Object pointing dataset rows
_ _ _ _ _ _ _

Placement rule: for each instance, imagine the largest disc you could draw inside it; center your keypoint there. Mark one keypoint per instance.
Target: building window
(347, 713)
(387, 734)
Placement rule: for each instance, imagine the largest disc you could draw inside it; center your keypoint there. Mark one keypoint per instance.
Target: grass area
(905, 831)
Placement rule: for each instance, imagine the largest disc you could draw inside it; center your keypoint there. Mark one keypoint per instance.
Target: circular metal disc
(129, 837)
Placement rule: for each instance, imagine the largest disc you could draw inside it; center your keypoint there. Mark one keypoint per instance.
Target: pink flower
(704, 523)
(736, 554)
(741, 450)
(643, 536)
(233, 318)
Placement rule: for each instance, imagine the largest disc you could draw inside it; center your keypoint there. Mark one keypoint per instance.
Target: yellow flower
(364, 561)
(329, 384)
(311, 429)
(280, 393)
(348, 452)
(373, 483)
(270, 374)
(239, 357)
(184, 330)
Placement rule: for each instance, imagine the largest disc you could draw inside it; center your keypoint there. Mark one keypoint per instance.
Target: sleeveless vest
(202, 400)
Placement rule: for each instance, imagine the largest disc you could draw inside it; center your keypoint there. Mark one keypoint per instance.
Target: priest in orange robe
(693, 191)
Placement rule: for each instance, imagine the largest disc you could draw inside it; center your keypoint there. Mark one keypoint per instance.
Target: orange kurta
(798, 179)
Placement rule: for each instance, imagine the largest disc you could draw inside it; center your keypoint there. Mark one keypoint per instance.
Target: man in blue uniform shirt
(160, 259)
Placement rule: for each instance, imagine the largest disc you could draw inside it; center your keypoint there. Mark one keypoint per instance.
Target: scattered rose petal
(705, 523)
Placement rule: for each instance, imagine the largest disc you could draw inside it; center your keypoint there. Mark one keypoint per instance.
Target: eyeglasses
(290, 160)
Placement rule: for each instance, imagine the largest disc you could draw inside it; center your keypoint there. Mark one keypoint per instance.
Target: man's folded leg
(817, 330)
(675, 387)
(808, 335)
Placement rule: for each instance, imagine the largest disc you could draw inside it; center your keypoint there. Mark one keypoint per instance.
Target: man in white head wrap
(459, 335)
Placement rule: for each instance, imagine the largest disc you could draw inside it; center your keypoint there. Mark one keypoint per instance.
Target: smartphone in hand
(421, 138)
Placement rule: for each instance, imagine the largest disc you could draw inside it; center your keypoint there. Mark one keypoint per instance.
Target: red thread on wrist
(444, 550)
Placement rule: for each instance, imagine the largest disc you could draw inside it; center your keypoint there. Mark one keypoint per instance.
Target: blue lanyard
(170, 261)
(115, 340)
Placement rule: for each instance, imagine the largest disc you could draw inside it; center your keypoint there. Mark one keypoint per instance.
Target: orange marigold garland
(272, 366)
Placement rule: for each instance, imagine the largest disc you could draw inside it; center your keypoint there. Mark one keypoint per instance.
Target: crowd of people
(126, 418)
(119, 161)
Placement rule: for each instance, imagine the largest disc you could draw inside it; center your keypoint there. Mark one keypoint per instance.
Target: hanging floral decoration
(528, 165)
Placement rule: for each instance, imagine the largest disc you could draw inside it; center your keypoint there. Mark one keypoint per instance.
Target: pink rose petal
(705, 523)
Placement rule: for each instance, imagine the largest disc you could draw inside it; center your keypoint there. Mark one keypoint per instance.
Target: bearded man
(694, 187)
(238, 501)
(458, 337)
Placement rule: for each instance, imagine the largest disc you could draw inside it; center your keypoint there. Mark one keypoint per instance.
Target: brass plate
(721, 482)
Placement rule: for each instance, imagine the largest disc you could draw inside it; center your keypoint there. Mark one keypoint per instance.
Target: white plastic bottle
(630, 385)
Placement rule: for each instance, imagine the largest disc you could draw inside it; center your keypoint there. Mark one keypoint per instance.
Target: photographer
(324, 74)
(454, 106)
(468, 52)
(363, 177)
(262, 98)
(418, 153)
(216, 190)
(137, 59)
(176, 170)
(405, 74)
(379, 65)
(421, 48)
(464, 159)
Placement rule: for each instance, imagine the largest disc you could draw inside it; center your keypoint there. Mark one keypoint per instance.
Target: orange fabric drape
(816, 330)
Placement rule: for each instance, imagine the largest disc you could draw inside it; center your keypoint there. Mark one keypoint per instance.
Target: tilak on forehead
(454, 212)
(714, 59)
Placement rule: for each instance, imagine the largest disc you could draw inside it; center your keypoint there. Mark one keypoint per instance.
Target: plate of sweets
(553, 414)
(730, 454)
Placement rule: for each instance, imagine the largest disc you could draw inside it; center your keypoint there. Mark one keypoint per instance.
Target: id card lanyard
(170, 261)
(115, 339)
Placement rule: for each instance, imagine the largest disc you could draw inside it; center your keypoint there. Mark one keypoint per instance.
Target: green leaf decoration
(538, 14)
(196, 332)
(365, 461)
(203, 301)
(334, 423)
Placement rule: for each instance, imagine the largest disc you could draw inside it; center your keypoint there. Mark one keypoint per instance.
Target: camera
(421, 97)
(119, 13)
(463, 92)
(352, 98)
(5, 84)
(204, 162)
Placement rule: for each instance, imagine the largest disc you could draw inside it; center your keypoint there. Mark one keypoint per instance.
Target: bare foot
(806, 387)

_ _ _ _ _ _ _

TO DO
Your task is to retype all the records above with nothing left out.

CORRECT RESULT
Placement rule: for each instance, imagine the largest disc you could draw inside it; center your keypoint there. Mark one keypoint per instance.
Target: building window
(347, 713)
(387, 734)
Placement rule: for each instance, imagine the largest disc you could draw inside it; center your keypoint there. Mark one keypoint per instance.
Target: grass area
(905, 831)
Placement rule: for each instance, imagine the largest disc you could draw inside it; center your keypoint there. Mark one keypoint per instance.
Target: circular metal disc
(129, 837)
Placement rule: for each instance, imagine the largest disc you could draw inside it; center your keypoint there. Mark one keypoint per instance.
Target: pink flower
(704, 523)
(736, 554)
(741, 450)
(643, 536)
(233, 318)
Placement rule: for each instance, imagine the largest disc you could draw inside it; center your keypoint there. Mark one keypoint per instance.
Target: yellow flower
(364, 561)
(329, 384)
(311, 429)
(280, 393)
(348, 452)
(373, 483)
(270, 374)
(239, 357)
(184, 330)
Placement rule: for each instance, imagine the largest disc you could draw inside it; center your keypoint there. Mark one keypoint per instance.
Target: sleeveless vest
(202, 400)
Placement rule: for each instance, imagine the largest disc you could draw inside it; center your keypoint there. Mark one keypoint per instance.
Target: priest in orange robe
(693, 191)
Placement rule: for each instance, imagine the largest disc you could draw inside it; center your keypoint there. Mark one keypoint per instance.
Target: orange kurta
(798, 179)
Placement rule: for each instance, imagine the largest disc you could draw inside it; center your keypoint there. Mark one keypoint per instance.
Target: man in blue uniform shirt
(160, 259)
Placement rule: for each instance, imagine the largest disc you could draw inside it; center your keypoint there. Mark one keypoint per instance.
Target: scattered rose petal
(705, 523)
Placement rule: for each instance, imagine the largest disc you could draw inside it; center your keypoint there. Mark one keypoint per instance.
Target: eyeglasses
(290, 160)
Placement rule: for each instance, imagine the largest disc you could draw inside it; center your keypoint there. Mark one keypoint per instance.
Target: man's folded leg
(817, 330)
(675, 387)
(808, 335)
Placement rule: for each instance, imagine the largest disc you could draw inside it; center your keypoint there. Mark one keypoint per instance.
Target: man in white head wrap
(459, 335)
Placement rule: for each instance, imagine the largest disc you could draw inside it; center your keypoint there. Mark one keypoint per instance.
Target: smartphone in hand
(421, 138)
Placement rule: for each instance, imagine the largest disc you could draw inside it; center your keypoint there. Mark one keypoint per instance.
Target: red thread on wrist
(444, 550)
Placement rule: for each instance, imagine the largest disc you could draw inside it; center your keypoint there. Mark one keypoint per instance.
Target: blue lanyard
(170, 261)
(115, 340)
Placement rule: for each instance, imagine the largest disc you could draw inside it; center your keypoint there. Mark one keypoint per instance.
Target: orange marigold garland
(272, 366)
Placement rule: for each instance, imagine the largest disc you could draw inside it; center your keypoint there. Mark one keypoint per instance.
Target: crowd of people
(126, 418)
(119, 161)
Placement rule: for each instance, imagine the largest disc you could draw inside it; center your keypoint there. Mark one keypoint per instance.
Target: hanging floral decoration
(528, 165)
Placement rule: for each instance, imagine the largest disc you could draw inside it; center your keypoint there. Mark one keypoint per instance.
Target: pink rose petal
(705, 523)
Placement rule: for each instance, imagine the largest disc you could draw inside it; center your keypoint there. Mark one keypoint per instance.
Target: bearded man
(694, 187)
(238, 501)
(458, 337)
Placement rule: for each instance, imagine the largest disc you could draw inside it; center your keypoint there. Mark one keypoint per instance.
Target: brass plate
(721, 482)
Placement rule: for each instance, imagine the largest disc you could draw inside it; center your keypoint there. Mark one keypoint per instance.
Target: white plastic bottle
(630, 385)
Placement rule: for each instance, imagine the largest disc you could draw inside it; center your keypoint there. Mark one keypoint per instance.
Target: photographer
(324, 74)
(454, 106)
(468, 52)
(363, 177)
(262, 98)
(418, 153)
(216, 190)
(137, 59)
(176, 170)
(405, 74)
(379, 65)
(421, 48)
(464, 159)
Placement rule: for each instance, imagine the largest disc you could draw inside it; center your keypoint there. Mark one keypoint per instance.
Target: orange fabric drape
(816, 330)
Placement rule: for each instance, imagine the largest disc you could draw inside it; center your keypoint there. Mark one keypoint per instance.
Target: tilak on forehead
(454, 212)
(714, 59)
Placement rule: for each instance, imagine the largest disc you could draw inside it; center your keypoint there. Mark one keypoint per instance.
Target: plate of sweets
(553, 414)
(730, 454)
Placement rule: for each instance, imagine the largest disc you could draw inside it; center your keypoint there. Mark one keypoint per instance.
Target: id card lanyard
(170, 261)
(115, 339)
Placement rule: for each instance, imagine the largest disc you could draw inside it; center your keypoint there. Mark one keypoint per instance.
Target: green leaf decoration
(538, 14)
(196, 332)
(365, 461)
(203, 301)
(334, 423)
Placement rule: for each instance, imagine the largest disc you could draw inside it; center your keypoint there. Mark one keypoint per instance.
Target: camera
(421, 97)
(119, 13)
(463, 92)
(352, 98)
(5, 84)
(204, 162)
Placement rule: for each instance, imagine the largest disc you could draw inside it; center your keypoint there. Mark one keypoint per instance.
Target: bare foot
(806, 387)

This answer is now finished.